# DOCUMENT TEXT
^^^^^^^^^^^^^^^^

Because complex integrated circuits within their designs may face wearout or even failure within the period of useful life, it is necessary to investigate the effects of use and environmental conditions on these components. The main concern is that submicron process technologies drive device wearout into the regions of useful life wellbefore wearout was initially anticipated to occur.

Semiconductor life calculations were performed using an integrated circuit reliability prediction software tool developed within DfR Solutions. The software uses component accelerated test data and physics-of-failure (PoF) based die-level failure mechanism models to calculate the failure rate of integrated circuit components during their useful lifetime. Integrated circuit complexity and transistor behavior are contributing factors during the calculation of the failure rate. Four failure mechanisms are modeled in this software using readily available, published models from the semiconductor reliability community, NASA/JPL, and research from the Professor Joey Bernstein from BarIlan University. These mechanisms are Electromigration (EM), Time Dependent Dielectric Breakdown (TDDB), Hot Carrier Injection (HCI) and Negative Bias Temperature Instability (NBTI). Taking the reliability bathtub curve (see Figure 5) into consideration, research shows that EM and TDDB are considered steady-state failure modes (constant random failure) where as HCI and NBTI have wearout behavior.

17 Equations 2 Figure 13

Each of these failure mechanisms is driven by a combination of temperature, voltage, current, and frequency. Traditional reliability predictions assume temperature, and sometimes voltage as the only accelerators of failure. Each failure mechanism affects the on-die circuitry in a unique way. Therefore, each is modeled independently and later combined using associated weighting factors proprietary to this software. This software uses circuit complexity, test and field operating conditions, derating values, and transistor behavior as mathematical parameters. Since there is not one dominant parameter set, each mechanism could have the largest contribution to a component's failure rate. In general, there is no dominant failure mechanism, thus for a specific component as few as one or as many as all four mechanisms can affect it.

Failure rates were calculated using a specialized set of time to failure (TTF) equations. Time to Fail is the approximate reciprocal of failure rate. Mean time to failure (MTTF) is the mean or expected value of the probability distribution defined as a function of time. MTTF is used with non-repairable systems, like an integrated circuit.Non-repairable systems can fail only once. For repairable systems, like a re-workable printed circuit board or assembly, mean time between failures (MTBF) is used as the metric for probability distribution. Repairable systems can fail several times. In general, it takes more time for the first failure to occur than it does for subsequent failures to occur. The mathematics are the same for MTTF and MTBF. Since this analysis method is for integrated circuits, they can be replaced on the assembly, they themselves are nonrepairable circuitry.

^^^^^^^^^^^^^^^^

# RECORDS PROVIDED
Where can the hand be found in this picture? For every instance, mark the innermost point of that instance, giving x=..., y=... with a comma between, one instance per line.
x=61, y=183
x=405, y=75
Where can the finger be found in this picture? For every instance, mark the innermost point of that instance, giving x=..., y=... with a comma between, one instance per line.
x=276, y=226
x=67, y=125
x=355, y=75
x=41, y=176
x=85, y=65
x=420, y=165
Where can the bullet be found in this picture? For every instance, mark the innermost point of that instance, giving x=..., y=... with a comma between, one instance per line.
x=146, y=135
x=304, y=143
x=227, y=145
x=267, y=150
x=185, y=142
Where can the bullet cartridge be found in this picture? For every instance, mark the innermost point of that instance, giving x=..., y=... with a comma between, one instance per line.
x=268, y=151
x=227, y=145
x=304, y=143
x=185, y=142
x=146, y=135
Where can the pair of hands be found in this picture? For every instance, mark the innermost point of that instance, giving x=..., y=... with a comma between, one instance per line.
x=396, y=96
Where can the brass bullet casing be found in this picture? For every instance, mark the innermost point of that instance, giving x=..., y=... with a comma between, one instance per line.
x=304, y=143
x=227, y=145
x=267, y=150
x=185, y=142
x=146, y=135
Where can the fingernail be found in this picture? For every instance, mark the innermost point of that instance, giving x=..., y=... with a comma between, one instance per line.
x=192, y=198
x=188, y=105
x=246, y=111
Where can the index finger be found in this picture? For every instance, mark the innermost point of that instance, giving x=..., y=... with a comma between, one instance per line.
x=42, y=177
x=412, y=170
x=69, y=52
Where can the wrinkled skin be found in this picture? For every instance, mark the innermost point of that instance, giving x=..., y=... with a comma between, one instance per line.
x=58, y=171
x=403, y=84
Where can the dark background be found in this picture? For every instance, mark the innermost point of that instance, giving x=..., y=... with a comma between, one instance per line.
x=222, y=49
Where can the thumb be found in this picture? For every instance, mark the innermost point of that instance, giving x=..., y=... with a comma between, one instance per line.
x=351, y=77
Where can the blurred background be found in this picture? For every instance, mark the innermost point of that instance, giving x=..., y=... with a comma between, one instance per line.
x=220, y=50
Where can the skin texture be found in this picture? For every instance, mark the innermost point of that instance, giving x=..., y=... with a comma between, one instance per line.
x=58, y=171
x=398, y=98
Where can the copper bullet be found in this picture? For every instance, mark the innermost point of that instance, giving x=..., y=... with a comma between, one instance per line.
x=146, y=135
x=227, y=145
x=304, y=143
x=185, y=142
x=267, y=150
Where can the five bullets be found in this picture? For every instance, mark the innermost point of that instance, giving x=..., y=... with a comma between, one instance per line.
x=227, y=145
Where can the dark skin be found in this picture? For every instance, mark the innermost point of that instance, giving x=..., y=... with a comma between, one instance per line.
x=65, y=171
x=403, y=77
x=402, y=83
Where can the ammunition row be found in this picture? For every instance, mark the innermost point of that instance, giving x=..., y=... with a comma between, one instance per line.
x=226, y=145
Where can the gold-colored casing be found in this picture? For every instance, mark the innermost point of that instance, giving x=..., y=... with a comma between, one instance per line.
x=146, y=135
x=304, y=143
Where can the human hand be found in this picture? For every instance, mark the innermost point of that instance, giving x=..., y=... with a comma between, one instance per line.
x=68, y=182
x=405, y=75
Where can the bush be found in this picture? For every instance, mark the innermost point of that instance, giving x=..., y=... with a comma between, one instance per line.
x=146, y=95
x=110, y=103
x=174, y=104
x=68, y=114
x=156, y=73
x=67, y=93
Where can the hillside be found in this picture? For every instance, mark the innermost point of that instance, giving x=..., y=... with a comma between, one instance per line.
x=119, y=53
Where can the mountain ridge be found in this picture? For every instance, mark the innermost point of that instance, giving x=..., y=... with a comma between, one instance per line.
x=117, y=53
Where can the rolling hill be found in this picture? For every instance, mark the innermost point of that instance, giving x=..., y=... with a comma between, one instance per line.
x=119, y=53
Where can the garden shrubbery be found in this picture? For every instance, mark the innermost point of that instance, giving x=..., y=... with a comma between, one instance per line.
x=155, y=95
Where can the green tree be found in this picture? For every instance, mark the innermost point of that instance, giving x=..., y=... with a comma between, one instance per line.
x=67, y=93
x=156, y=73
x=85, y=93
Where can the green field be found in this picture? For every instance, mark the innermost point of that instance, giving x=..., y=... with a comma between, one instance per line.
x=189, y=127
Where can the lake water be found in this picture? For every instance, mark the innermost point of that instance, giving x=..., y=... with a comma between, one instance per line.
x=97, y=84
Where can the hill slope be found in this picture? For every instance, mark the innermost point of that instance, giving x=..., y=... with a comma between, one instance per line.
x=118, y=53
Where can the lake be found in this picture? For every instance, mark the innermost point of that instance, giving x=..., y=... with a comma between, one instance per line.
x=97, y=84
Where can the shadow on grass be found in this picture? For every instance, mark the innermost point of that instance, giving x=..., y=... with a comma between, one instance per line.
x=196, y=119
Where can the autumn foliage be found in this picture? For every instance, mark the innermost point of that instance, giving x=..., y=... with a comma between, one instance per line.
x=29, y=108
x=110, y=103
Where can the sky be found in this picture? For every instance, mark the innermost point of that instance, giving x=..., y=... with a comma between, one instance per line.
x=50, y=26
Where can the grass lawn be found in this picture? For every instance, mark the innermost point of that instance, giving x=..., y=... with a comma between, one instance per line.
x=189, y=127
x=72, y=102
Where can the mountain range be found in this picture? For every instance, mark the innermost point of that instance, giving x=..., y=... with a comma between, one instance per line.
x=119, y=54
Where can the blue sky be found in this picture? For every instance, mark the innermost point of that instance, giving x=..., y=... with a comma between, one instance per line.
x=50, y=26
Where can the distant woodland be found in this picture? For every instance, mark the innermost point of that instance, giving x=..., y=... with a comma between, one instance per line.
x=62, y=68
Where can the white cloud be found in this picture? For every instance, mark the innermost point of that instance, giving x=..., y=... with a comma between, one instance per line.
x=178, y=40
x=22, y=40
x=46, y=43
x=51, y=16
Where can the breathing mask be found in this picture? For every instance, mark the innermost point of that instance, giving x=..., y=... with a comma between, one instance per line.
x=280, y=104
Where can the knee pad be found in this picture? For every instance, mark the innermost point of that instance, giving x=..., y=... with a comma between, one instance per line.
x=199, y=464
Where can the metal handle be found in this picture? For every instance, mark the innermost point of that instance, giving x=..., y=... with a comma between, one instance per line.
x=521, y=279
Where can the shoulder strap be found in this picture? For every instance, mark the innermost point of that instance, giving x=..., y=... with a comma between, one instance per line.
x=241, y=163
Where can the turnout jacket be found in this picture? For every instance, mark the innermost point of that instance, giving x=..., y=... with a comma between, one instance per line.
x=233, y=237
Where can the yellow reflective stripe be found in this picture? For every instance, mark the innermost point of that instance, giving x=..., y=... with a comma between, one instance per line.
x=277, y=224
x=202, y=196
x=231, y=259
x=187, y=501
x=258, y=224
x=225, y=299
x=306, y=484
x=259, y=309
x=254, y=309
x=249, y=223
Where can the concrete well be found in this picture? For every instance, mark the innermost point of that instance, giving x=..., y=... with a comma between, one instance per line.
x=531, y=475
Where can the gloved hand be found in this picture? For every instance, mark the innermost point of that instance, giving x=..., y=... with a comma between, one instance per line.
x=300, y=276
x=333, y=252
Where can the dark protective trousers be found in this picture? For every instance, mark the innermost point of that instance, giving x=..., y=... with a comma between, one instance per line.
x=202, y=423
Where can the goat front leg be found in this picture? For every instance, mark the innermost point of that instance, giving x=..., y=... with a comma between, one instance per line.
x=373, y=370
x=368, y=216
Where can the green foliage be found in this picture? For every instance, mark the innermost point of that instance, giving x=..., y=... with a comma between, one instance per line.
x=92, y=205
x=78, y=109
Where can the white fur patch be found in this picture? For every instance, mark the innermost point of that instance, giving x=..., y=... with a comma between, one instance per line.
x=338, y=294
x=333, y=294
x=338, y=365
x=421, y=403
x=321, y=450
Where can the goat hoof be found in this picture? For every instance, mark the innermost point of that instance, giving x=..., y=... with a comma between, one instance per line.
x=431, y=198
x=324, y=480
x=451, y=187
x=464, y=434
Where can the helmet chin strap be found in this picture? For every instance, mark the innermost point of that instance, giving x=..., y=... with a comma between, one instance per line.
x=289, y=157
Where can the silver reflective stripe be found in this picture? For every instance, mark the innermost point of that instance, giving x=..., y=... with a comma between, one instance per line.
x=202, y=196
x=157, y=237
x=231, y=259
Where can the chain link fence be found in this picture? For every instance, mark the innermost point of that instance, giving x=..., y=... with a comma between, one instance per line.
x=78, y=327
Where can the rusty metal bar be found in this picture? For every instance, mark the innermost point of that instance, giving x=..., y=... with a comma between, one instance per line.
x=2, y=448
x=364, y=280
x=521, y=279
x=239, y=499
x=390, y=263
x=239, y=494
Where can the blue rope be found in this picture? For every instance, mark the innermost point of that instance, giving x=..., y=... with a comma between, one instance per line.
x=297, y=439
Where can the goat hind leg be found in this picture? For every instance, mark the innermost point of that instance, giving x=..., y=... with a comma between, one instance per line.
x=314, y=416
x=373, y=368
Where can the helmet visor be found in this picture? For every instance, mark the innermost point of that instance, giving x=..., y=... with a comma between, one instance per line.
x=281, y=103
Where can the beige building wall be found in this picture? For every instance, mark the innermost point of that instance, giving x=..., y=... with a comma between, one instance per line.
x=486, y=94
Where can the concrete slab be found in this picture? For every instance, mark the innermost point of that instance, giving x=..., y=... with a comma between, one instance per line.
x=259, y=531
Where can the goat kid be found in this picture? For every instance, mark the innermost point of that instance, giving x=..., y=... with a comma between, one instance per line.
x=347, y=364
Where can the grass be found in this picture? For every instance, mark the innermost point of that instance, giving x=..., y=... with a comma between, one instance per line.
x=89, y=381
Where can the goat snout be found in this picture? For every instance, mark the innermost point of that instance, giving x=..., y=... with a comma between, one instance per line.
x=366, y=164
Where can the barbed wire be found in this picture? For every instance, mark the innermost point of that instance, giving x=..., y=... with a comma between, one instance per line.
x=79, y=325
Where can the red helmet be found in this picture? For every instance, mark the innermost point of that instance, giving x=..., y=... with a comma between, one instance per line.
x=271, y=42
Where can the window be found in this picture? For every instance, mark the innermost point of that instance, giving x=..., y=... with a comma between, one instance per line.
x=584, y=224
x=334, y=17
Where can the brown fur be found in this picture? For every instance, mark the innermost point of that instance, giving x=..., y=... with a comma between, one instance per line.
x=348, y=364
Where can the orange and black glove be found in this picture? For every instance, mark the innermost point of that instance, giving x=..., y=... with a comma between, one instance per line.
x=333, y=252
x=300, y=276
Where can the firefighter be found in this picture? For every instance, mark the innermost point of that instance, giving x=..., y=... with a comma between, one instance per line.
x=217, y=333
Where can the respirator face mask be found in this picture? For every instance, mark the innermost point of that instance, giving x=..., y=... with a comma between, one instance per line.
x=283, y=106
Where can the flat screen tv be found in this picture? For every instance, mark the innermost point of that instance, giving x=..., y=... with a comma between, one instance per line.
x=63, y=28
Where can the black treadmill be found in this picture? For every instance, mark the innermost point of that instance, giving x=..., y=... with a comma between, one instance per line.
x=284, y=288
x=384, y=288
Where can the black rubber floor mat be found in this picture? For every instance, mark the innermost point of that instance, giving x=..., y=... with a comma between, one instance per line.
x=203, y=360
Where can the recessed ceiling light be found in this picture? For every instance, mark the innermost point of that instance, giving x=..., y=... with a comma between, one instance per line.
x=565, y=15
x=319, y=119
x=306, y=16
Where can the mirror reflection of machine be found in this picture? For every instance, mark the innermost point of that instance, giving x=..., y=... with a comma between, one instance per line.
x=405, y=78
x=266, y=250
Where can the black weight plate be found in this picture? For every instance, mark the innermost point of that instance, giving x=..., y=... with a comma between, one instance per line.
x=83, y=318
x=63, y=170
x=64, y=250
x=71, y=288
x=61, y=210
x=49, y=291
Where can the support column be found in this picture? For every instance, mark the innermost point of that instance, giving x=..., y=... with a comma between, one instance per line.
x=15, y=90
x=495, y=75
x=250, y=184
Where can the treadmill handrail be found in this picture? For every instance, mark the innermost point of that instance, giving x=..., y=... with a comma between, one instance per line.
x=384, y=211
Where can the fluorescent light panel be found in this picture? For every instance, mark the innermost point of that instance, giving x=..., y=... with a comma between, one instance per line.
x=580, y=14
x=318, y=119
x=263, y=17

^^^^^^^^^^^^^^^^

# GIVEN INSTRUCTION 1
Lay out everything in the entries from the line containing "Where can the recessed" down to the line containing "x=306, y=16" as a JSON list of strings, one string per line, with blank lines omitted.
# GIVEN INSTRUCTION 2
Proceed with the text on integrated circuit reliability, picking up right after its final sentence.

# FINAL RESULT 1
[
  "Where can the recessed ceiling light be found in this picture? For every instance, mark the innermost point of that instance, giving x=..., y=... with a comma between, one instance per line.",
  "x=565, y=15",
  "x=319, y=119",
  "x=306, y=16"
]

# FINAL RESULT 2
Overview of Integrated Circuit Failure Mechanisms

A brief explanation of each failure mechanism is necessary to understand their independence from each other. Electromigration (EM) affects the interconnects in an integrated circuit. It is characterized by the migration of metal atoms in a conductor downstream of the electron flow. The result of electromigration is opens or voids in some portions of the conductor and corresponding hillocks in other portions. It is worth noting that although electromigration affects metal (wires and vias), it is a prevalent failure mechanism for semiconductor devices because stress migration and atomic diffusion of metals occur at the metal portion of metal oxide semiconductor (MOS) devices and the conductors between them.

Time Dependent Dielectric Breakdown (TDDB) is a failure mechanism which design rules cannot prevent. Design rules do, however, limit the total gate dielectric area exposed to a given electric field. The gate dielectric breaks down over a long period of time due to a comparatively low electric field, relatively speaking between technology nodes. In advanced nodes and considering dimensions of features, larger fields are worse. The breakdown is caused by formation of a conducting path through the gate oxide to the substrate due to electron tunneling current. If the tunneling current is sufficient, it will cause permanent damage to the oxide and surrounding material. This damage will result in performance degradation and eventual failure of the device. If the tunneling current remains very low, it will increase the field necessary for the gate to turn on and impede its functionality. Research has shown that in smaller technology nodes (starting around 0.1 micron) that TDDB has become time independent or having a constant failure rate. In larger nodes, several breakdown sites will progressively weaken the dielectric, but in these smaller nodes, the area of the breakdown site is compromising larger and larger percentages of the total area of the oxide - whereas one breakdown site can cause immediate failure.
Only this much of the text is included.